Given instruction A ->
In the forum thread about Ted Donnelly, what subject do the sermons at the link DTK shares cover?
Given instruction B ->
Print the passage of the forum thread about Ted Donnelly that begins with the words containing "Good to see" and ends with "still got it!".

Document ->
◆ ◆ ◆
# Ted Donnelly



## Bernard_Marx (Jul 18, 2005)

I've had the blessing twice to hear Ted Donnelly preach. Anyone who has heard him knows what I'm talking about. Can anyone point me to some internet sermons of his?


----------



## C. Matthew McMahon (Jul 18, 2005)

Unfortunately I have not been able to find any. Donnelly is outstanding. I wish he was local to us!


----------



## Bernard_Marx (Jul 18, 2005)

Would you know of any places where I could get some Donnelly??


----------



## alwaysreforming (Jul 18, 2005)

http://www.atgeneva.com/page2.html


Check out the above link!
I think its possible he might also go by the name of "Edward" Donnelly because the guy who posted them said they were "Ted" Donnelly sermons.

The whole site looks good; it might be worthwhile to check out.


----------



## DTK (Jul 18, 2005)

> _Originally posted by Bernard_Marx_
> I've had the blessing twice to hear Ted Donnelly preach. Anyone who has heard him knows what I'm talking about. Can anyone point me to some internet sermons of his?



Here are some online by him, a number of sermons on hell.

http://www.tbcnj.org/gwtn-archive.html

Blessings,
DTK


----------



## Puritan Sailor (Jul 18, 2005)

He's great 

You should still be able to get some of his sermons from Trinity Book Service. Check out his two sermons called "The Mystery of the Kingdom." Excellent stuff.


----------



## duke (Jul 20, 2005)

Go to Grace Reformed Baptist Church - http://www.vor.org/mebane/

Select their online sermons page and look in the Family Conferences. You will find plenty of Ted Donnelly to listen to.

Also check out Emmanuel Baptist Church in Florida - http://www.ebcfl.org/sermons/conferences.htm

They have some Ted Donnelly series.

Good to see a reformed Presbyterian mixing it up with the baptists.


----------



## Arch2k (Jul 20, 2005)

Thanks for those links all. I have listened to Donnelly on Hell, and he is great. I am about half way through his sermon on Christian freedom, and he has still got it!

Praise ye the Lord for the Liberty from sin that he has purchased for us!


----------
◆ ◆ ◆
Provided information ->
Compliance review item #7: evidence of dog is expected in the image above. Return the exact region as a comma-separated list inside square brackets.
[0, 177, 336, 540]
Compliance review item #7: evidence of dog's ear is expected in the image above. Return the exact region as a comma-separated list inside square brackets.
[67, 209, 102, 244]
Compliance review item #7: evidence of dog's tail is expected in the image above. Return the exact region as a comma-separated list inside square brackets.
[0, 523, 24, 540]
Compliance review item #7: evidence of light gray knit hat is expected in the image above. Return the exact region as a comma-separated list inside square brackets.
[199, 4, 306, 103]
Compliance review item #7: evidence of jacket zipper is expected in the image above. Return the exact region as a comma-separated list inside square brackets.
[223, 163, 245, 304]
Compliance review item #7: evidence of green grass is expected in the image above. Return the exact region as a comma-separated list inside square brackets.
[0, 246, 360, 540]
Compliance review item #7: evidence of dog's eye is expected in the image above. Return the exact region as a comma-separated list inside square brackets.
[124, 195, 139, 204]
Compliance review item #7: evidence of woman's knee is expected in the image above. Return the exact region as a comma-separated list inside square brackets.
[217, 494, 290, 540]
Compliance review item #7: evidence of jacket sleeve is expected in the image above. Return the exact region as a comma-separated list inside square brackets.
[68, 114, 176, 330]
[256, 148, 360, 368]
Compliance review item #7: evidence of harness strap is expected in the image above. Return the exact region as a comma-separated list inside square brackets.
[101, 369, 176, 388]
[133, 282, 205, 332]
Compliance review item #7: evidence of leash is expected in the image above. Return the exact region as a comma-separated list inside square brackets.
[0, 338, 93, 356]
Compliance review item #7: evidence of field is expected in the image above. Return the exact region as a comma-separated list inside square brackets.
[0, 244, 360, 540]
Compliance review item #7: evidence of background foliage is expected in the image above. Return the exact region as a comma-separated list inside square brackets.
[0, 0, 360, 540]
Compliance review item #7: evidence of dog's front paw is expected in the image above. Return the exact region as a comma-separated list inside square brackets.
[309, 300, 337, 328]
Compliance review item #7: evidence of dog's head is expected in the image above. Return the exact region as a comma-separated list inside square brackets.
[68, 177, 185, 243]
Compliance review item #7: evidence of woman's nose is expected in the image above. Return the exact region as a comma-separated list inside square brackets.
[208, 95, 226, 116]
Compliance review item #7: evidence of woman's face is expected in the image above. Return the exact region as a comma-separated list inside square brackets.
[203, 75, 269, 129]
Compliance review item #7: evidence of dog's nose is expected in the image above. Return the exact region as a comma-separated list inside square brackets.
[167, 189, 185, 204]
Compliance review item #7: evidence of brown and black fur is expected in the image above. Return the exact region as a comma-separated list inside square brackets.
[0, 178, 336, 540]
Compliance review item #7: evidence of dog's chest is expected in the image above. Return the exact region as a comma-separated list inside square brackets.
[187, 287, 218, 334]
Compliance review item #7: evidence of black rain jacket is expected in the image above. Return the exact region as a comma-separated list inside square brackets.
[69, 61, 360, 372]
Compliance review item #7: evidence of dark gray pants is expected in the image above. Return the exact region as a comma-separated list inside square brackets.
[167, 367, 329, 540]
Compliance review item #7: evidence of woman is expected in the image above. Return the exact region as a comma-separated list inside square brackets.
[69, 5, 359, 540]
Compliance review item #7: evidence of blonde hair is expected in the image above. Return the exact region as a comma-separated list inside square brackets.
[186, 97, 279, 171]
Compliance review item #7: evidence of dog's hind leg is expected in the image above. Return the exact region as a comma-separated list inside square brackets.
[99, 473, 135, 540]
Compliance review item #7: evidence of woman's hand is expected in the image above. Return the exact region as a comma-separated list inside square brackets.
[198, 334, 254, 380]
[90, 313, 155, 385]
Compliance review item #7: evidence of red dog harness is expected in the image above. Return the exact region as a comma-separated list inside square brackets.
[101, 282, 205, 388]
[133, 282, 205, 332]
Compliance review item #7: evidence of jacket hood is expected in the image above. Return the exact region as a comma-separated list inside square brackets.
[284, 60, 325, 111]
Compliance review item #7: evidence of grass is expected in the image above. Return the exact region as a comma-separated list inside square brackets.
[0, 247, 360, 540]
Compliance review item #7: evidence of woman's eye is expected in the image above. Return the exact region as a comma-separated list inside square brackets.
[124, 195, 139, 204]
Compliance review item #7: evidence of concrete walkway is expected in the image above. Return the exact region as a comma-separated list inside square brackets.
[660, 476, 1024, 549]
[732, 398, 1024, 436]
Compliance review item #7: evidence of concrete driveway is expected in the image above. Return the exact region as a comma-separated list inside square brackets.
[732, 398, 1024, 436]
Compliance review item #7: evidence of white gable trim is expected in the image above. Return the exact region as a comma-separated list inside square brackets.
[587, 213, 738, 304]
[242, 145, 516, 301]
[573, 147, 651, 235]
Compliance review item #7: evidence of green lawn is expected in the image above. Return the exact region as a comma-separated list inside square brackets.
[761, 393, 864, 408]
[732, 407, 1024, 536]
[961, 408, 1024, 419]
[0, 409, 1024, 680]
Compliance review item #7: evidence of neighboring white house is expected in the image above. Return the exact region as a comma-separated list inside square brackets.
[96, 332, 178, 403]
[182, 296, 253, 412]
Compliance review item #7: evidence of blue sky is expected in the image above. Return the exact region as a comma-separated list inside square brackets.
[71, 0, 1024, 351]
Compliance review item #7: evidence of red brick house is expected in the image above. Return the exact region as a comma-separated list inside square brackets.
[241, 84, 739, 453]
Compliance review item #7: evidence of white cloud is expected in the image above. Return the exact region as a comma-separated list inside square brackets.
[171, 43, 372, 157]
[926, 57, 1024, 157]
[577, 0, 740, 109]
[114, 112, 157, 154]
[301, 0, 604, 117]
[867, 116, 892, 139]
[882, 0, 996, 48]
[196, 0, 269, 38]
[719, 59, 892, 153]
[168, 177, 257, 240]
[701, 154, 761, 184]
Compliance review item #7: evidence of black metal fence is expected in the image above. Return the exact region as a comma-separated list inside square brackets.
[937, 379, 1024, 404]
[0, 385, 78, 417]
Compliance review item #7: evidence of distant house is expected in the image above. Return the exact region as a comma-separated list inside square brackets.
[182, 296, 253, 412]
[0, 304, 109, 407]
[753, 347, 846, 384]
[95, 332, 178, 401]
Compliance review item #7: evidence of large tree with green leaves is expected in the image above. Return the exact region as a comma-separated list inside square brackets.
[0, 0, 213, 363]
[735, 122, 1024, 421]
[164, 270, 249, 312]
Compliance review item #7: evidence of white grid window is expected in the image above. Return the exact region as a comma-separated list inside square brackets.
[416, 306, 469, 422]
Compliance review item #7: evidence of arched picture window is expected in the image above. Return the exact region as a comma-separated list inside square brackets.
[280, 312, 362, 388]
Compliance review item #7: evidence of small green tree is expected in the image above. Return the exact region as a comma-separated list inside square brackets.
◆ ◆ ◆
Exercise output A ->
Hell.

Exercise output B ->
Good to see a reformed Presbyterian mixing it up with the baptists.


----------



## Arch2k (Jul 20, 2005)

Thanks for those links all. I have listened to Donnelly on Hell, and he is great. I am about half way through his sermon on Christian freedom, and he has still got it!